* Task to carry out *
Among the entries below, how many lines contain the string "every"? Reply with that number alone.

********************

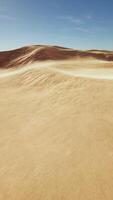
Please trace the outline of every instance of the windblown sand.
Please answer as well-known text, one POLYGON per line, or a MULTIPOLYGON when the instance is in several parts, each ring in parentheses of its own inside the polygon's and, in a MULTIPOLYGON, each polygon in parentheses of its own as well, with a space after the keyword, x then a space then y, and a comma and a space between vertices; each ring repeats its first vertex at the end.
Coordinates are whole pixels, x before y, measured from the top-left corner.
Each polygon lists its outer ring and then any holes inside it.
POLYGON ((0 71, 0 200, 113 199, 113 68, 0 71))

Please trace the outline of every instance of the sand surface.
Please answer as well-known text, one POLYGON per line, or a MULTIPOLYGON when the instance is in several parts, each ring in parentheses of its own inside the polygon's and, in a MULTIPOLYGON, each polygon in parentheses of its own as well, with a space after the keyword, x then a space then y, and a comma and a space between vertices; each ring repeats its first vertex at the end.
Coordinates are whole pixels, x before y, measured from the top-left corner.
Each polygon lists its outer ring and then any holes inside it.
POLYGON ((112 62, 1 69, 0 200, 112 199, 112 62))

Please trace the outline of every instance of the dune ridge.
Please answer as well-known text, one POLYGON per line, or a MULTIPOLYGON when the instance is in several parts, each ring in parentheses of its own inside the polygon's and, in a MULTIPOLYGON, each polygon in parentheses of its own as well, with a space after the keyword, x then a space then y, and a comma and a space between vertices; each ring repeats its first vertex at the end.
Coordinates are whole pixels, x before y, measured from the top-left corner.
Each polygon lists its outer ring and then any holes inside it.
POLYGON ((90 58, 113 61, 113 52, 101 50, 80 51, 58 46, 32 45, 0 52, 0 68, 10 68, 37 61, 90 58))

********************

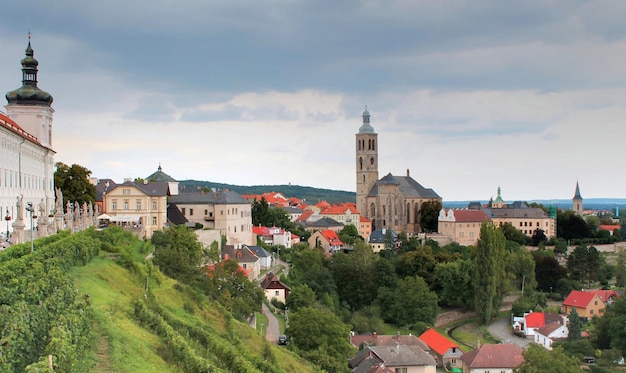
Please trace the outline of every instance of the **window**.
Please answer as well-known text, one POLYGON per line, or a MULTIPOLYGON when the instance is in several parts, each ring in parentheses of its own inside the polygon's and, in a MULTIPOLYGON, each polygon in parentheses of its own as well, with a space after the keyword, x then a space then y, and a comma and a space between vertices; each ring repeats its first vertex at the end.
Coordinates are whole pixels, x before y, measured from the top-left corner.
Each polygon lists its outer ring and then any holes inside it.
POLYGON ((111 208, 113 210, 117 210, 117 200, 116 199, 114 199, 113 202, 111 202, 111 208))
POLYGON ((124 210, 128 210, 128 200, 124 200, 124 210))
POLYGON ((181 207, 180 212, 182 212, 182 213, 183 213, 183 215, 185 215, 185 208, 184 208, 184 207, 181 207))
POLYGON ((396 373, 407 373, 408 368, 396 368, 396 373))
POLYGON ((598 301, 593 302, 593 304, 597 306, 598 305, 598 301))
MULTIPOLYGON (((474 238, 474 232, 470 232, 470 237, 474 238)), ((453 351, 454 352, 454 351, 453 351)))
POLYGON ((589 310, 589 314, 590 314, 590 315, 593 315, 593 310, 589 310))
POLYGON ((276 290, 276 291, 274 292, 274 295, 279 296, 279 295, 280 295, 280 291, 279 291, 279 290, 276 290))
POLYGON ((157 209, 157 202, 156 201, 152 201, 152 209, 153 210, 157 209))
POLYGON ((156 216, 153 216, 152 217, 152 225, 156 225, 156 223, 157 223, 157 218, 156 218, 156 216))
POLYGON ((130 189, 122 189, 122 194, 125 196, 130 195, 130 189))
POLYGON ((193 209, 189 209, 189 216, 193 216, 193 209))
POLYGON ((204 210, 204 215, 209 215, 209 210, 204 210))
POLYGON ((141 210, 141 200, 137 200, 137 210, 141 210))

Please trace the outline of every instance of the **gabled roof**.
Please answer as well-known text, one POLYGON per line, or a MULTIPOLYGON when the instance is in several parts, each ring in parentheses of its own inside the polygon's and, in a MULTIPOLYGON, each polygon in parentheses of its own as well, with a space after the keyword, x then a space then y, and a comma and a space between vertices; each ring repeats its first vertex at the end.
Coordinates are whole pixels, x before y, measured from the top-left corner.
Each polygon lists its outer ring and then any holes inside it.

********************

* Solution to this problem *
5